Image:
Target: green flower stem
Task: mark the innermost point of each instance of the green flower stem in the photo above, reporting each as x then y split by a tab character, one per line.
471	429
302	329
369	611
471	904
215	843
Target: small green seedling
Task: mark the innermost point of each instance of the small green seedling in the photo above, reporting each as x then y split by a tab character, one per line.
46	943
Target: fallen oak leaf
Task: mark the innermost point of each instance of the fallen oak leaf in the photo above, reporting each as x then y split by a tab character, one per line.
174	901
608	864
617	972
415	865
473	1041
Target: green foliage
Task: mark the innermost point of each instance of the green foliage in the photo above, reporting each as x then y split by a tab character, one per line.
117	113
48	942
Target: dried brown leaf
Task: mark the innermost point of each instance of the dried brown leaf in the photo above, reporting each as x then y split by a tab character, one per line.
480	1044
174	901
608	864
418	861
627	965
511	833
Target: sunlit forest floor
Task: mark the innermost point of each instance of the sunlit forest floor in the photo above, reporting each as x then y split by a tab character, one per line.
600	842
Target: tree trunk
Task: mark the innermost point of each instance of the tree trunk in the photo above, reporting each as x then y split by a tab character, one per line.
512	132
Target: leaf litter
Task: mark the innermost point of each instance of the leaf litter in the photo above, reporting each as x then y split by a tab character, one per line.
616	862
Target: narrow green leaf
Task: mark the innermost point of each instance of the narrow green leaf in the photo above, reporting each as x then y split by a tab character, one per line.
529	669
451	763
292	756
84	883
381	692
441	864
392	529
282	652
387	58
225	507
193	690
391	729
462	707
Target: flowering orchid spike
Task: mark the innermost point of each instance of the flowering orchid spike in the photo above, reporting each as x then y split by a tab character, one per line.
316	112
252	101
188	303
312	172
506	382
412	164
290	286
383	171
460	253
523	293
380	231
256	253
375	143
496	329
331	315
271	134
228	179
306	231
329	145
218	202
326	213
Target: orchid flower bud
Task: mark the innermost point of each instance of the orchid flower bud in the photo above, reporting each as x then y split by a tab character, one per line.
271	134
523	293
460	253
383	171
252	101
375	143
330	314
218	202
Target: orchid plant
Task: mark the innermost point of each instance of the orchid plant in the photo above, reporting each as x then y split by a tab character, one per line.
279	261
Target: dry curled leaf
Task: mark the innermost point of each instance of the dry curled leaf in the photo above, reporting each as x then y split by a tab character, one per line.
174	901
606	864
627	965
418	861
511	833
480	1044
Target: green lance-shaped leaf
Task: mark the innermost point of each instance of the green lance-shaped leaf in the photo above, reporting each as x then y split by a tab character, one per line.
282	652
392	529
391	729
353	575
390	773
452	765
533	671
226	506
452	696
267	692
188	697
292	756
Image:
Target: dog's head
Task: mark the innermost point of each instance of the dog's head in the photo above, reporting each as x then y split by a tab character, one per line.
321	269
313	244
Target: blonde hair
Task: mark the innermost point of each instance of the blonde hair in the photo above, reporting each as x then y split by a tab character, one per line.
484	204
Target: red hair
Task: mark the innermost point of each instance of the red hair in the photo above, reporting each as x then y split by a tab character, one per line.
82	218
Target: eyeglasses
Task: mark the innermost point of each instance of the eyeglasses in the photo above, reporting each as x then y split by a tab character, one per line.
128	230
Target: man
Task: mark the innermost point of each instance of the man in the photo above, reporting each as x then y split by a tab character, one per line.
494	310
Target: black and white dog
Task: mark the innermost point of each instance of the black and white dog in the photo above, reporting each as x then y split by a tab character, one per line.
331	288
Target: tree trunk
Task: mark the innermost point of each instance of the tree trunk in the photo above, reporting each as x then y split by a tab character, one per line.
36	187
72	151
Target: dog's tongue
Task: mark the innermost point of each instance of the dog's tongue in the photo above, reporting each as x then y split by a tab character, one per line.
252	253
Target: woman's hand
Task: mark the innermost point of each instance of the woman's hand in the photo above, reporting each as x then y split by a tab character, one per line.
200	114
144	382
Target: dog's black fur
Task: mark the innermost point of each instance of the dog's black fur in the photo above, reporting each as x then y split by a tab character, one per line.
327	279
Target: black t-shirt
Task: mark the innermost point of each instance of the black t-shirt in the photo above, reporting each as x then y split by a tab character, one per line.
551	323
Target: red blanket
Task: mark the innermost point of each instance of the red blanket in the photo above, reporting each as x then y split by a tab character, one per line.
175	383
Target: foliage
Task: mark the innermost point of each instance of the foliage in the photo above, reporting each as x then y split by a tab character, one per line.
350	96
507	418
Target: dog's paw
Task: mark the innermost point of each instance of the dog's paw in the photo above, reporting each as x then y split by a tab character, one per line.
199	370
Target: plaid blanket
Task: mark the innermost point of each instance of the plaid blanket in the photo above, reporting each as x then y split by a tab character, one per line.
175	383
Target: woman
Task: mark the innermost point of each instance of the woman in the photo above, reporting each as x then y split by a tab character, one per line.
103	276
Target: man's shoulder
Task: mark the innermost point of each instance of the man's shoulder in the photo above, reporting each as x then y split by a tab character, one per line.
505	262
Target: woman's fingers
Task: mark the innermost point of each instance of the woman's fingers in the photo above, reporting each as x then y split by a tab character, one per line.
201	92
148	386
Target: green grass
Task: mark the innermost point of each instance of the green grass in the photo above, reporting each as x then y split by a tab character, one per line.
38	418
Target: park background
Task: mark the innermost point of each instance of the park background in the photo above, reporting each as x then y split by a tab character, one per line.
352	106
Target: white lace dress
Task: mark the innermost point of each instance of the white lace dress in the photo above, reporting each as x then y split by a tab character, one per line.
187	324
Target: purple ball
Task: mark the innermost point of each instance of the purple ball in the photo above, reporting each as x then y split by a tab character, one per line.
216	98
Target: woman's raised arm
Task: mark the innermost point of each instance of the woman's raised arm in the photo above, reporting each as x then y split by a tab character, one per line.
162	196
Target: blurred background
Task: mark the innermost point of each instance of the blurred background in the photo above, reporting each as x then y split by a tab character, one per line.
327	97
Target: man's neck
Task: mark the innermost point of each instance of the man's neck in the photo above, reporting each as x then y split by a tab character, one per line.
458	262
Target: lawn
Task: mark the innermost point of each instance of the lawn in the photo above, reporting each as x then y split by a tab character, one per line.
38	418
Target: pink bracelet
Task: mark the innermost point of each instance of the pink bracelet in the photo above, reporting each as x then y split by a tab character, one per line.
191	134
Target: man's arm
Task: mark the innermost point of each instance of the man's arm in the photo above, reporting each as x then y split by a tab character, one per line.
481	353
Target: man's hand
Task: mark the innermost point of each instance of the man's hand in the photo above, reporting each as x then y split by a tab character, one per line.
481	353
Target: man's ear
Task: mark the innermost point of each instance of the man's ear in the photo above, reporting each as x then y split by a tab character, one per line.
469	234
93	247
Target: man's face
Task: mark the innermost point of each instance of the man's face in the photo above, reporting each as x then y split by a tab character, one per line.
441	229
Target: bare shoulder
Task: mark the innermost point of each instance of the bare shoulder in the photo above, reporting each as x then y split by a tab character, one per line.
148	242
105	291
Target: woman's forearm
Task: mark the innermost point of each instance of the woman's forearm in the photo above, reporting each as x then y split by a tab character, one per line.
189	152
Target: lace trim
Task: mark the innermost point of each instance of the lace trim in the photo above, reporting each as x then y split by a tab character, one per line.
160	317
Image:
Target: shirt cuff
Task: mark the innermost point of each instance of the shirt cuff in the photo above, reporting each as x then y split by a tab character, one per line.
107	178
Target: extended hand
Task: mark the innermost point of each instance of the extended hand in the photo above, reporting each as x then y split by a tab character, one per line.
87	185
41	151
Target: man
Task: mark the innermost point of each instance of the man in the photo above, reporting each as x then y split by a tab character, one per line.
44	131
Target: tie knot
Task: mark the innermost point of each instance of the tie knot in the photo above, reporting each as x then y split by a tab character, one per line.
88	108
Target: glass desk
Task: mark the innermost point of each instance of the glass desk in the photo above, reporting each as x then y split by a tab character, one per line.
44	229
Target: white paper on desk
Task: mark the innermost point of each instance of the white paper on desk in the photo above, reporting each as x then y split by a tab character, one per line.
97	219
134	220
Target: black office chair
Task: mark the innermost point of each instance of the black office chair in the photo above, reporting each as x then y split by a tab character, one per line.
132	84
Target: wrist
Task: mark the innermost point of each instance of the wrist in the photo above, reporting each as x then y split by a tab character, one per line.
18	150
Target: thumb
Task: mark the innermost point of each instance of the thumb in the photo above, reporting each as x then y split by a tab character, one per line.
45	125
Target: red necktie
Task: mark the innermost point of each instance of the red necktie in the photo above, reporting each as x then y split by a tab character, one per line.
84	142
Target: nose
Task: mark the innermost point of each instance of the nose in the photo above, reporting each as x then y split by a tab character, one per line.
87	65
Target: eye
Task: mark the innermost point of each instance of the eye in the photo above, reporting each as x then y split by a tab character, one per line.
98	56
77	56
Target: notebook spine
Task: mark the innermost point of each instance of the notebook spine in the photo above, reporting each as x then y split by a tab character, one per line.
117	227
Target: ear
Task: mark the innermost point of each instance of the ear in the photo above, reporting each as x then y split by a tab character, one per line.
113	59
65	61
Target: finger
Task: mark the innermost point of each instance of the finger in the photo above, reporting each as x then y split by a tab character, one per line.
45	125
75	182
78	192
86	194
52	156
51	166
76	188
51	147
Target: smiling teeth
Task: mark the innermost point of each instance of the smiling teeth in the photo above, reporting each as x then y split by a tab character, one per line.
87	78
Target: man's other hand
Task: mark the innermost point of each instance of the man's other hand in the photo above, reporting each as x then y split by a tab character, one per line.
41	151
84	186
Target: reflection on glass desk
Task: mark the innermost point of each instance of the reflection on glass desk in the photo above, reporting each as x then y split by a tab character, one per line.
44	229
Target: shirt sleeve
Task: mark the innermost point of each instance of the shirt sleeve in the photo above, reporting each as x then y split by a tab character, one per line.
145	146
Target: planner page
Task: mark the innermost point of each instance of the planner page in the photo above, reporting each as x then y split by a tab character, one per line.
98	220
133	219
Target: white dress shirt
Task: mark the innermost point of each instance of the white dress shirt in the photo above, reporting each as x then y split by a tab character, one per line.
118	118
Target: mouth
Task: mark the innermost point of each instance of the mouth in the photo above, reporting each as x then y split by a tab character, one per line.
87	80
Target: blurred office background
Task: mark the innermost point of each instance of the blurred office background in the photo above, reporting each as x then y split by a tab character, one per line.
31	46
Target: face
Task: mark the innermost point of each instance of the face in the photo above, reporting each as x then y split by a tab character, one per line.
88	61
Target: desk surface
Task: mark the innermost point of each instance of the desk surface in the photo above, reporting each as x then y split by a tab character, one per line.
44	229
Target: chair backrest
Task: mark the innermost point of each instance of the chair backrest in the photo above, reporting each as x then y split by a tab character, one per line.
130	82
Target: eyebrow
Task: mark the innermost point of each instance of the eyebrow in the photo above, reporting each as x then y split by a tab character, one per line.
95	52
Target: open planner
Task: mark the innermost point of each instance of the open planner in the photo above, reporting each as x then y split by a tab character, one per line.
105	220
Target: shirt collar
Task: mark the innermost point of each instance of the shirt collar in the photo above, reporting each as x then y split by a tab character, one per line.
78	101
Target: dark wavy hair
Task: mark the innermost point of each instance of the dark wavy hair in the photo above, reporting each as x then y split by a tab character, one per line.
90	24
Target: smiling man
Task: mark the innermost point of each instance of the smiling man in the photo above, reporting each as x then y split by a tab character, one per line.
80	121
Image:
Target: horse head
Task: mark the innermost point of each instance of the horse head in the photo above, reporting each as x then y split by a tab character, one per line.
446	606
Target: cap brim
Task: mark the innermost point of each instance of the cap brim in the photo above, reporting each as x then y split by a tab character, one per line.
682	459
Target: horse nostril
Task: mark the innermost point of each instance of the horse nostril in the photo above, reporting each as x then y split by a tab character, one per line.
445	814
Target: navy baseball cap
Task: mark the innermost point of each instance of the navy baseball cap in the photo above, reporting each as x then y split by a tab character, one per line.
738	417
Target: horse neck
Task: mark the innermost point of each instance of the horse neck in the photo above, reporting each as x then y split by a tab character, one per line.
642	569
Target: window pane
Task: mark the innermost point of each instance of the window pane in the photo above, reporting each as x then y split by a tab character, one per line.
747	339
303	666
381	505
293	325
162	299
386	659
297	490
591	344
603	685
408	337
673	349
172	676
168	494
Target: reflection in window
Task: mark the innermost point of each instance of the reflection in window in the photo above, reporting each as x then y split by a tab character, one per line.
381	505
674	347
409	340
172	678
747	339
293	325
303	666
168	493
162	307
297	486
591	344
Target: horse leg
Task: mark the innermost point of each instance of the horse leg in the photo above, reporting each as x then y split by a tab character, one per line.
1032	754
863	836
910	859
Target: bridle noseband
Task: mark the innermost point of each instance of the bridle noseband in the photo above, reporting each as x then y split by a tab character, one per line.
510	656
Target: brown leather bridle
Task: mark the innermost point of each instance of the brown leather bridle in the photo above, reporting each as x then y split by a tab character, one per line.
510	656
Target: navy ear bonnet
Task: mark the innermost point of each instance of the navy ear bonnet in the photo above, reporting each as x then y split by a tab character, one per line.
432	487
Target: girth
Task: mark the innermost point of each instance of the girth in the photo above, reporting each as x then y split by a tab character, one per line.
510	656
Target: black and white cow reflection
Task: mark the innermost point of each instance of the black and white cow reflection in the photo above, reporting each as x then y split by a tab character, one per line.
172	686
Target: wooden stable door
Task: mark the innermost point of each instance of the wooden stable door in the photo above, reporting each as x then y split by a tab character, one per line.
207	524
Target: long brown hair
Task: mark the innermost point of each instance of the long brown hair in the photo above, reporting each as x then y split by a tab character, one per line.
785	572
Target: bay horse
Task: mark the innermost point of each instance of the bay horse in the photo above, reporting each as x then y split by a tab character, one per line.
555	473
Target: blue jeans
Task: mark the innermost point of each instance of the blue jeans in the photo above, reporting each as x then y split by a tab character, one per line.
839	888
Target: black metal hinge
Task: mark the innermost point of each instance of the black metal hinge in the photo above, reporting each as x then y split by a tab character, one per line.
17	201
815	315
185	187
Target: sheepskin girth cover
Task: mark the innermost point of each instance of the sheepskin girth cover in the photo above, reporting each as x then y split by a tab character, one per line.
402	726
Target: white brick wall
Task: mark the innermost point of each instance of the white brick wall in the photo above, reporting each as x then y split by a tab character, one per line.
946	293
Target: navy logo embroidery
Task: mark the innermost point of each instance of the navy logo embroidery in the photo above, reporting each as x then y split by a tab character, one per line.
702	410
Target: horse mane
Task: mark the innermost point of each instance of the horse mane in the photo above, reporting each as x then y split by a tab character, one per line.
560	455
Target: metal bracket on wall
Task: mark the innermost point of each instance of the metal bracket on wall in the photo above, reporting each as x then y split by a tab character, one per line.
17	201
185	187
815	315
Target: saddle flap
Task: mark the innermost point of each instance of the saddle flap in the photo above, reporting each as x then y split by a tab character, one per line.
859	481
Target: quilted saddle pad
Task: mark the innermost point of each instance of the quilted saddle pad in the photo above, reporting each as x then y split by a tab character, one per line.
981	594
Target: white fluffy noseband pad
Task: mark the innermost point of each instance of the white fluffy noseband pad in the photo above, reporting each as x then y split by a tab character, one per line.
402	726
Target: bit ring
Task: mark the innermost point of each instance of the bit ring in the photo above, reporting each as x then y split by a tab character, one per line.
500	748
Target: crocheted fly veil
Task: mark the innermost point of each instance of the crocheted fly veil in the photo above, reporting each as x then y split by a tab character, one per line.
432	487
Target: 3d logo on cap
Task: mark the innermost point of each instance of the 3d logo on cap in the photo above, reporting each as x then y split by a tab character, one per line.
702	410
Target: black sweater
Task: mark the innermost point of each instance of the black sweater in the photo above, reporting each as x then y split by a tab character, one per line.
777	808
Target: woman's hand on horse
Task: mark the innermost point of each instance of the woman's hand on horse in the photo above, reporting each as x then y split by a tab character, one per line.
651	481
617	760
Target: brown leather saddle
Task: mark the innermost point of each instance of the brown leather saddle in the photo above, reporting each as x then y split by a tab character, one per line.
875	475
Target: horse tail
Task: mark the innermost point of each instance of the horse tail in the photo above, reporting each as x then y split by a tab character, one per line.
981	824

....................

### [Prompt]
Reproduce the lines above, beginning at the line with "Target: reflection on glass desk" and stopping after the line with "Target: mouth", exactly as they are.

### [Exercise solution]
Target: reflection on glass desk
Task: mark the innermost point of each instance of the reflection on glass desk in the photo above, reporting each as x then y split by a tab character, one per line.
44	229
Target: shirt sleeve
Task: mark the innermost point of each instance of the shirt sleeve in the photo above, reporting each as x then y split by a tab character, one per line.
145	146
Target: planner page
Task: mark the innermost point of each instance of the planner page in the photo above, reporting each as x then y split by a tab character, one per line.
98	220
133	219
Target: white dress shirt
Task: mark the innermost point of each instance of the white dress shirt in the photo above, reporting each as x then y split by a tab character, one per line.
118	118
Target: mouth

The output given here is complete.